What you need to do.
- a) In two sentences, summarize the text on the Great Resignation.
- b) Continue the text on the Great Resignation with a few more paragraphs, starting after its final sentence.

--- Text segment Enclosed Below ---

The Great Resignation. Why Is Anyone Surprised?

Yes, Americans need to work, and businesses of all sizes now claim they are desperate to hire. So why are we quitting jobs, refusing employment offers we supposedly “can’t refuse,” resisting orders to return to previous workplaces, and generally just mad as hell at those who employ us or beg to hire us?

A few clues can be found in Designing Your Work Life: How to Thrive and Find Happiness at Work by Bill Burnett and Dave Evans. “Almost nothing in your life takes more of your time and energy than work,” they write. “And yet, in poll after poll, Gallup indicates that approximately 69 percent of American workers are disengaged from their work (a percentage that includes the plain ‘disengaged’ and the angry and resentful ‘actively disengaged.’)”

Creating “a better and more meaningful job…”

The business world may say otherwise, but it doesn’t really focus all that much on worker happiness, of course. Its bottom lines are making profits and pleasing investors. Employees, managers, and their benefits and bonuses are just bundles of cost that eat into profits and diddle with investors’ greed-o-meters.

Burnett’s and Evans’s useful and readable book is about how to design and build “a better and more meaningful job” without having to (1) quit your current job (if you have one), (2) find a new position, or (3) hold out for a “dream” job that may never exist or become accessible. You may have to alter and grow your work mind-set, however. And that may not be easy for many people.

Do You Have a Fixed or a Growth Mind-set?

The authors explain that a “fixed-mind-set person believes that their intelligence and abilities are fixed, natural ‘talents’ that cannot be changed. When they succeed at something, it is because of their natural abilities. When they fail, same reason–they ‘just aren’t good at that.’ Meanwhile, “a growth-mind-set person believes that, although everyone starts with different natural abilities, their intelligence and talents can be developed. They can learn and master new things.”

In their view, “[f]ixed-mind-set folks tend to be more fragile when it comes to setbacks, and tend to give up sooner because ‘it’s not my fault, I’m not good at that.’ People with a growth mind-set tend to be more persistent and more willing to work hard to achieve a goal, even if they aren’t very good at it when they start.” Burnett and Evans offer some useful strategies for redesigning the job you currently have–and hate–so you can stick with it and make yourself feel happier and more creative with what you do. But just in case your efforts are rebuffed by management or co-workers, the authors also offer some tips for how to resign gracefully and “springboard” yourself into a new position somewhere else. At the same time, we also are not locked into fixed or growth mind-sets, they write. “Research shows we are a mixture of fixed and growth mindset, and we operate somewhere on a continuum.” They describe “things you can do to move toward a growth mind-set.” And: “If growth mind-set is already your default, you can make yourself better with practice.”

--- End of Enclosed Text segment ---
--- Data supplied Enclosed Below ---

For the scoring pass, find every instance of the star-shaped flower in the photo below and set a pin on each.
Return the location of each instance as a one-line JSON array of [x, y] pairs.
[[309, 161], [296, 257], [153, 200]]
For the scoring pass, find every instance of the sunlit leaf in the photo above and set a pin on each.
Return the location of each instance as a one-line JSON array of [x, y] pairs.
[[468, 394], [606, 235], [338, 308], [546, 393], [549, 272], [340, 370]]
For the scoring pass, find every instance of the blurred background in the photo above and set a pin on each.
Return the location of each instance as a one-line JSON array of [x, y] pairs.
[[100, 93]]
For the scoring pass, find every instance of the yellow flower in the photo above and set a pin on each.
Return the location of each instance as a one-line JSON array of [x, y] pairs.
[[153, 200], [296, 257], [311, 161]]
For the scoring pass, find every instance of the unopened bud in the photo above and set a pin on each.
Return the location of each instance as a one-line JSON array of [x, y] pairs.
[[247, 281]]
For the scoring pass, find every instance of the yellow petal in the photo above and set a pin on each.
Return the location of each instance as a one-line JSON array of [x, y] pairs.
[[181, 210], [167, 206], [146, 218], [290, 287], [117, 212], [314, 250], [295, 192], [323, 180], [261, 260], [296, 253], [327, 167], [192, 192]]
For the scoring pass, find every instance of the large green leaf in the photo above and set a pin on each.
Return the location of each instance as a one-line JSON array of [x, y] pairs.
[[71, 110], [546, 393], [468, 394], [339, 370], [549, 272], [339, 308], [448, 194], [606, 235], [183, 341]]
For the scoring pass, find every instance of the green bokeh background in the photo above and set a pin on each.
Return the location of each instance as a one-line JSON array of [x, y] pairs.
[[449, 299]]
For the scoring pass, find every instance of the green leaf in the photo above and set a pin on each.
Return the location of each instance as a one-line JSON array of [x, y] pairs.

--- End of Enclosed Data supplied ---

Your written answers.
- a) Asking why Americans are quitting and turning down jobs, the text points to Burnett and Evans's book Designing Your Work Life, which cites Gallup polls finding about 69 percent of American workers disengaged. The book explains how to build a more meaningful job without quitting, partly by moving from a fixed toward a growth mind-set, and it also gives tips for resigning gracefully if those efforts are rebuffed.

- b)
Another Book with Useful Ideas

Looking for a more loving way of living and working and being valued for your uniqueness? Check out Love + Work: How to Find What You Love, Love What You Do, and Do It for the Rest of Your Life by Marcus Buckingham.

“At work, according to the most recent data,” Buckingham emphasizes, “less than 16 percent of us are fully engaged, with the rest of us just selling our time and our talent and getting compensated for our trouble. In the worst extremes of always-on, high-stress jobs, such as distribution centers, emergency room nursing, and teaching, incidences of PTSD [post-traumatic stress disorder] are higher than they are for veterans returning from war zones.”

“…find your way back to who you are…”

His book emphasizes that it’s important to “find your way back to who you are” and also find work that absorbs you, not bores or angers you (or both). Buckingham writes: “To find our way back to those parts of us that get buried beneath the world and all the other people within it, we need to lay bare what’s causing so many of us to get lost in the first place. Because this mass losing of self, this epidemic of alienation, isn’t happening by accident. It’s the inevitable outcome of a system designed to separate you from you.”

The things you love to do are essential parts of your life, he notes. And he asks: “Why do they do this? Why do schools and workplaces not take your loves seriously? Why do they not make a point of teaching you your own love language, and helping you turn your loves into contributions? Why do they instead push you to a place where you are cut off from yourself? Why do they not start with you, the individual, and then follow you down through all the doors and hallways and secret passages of your unique loves and loathes?”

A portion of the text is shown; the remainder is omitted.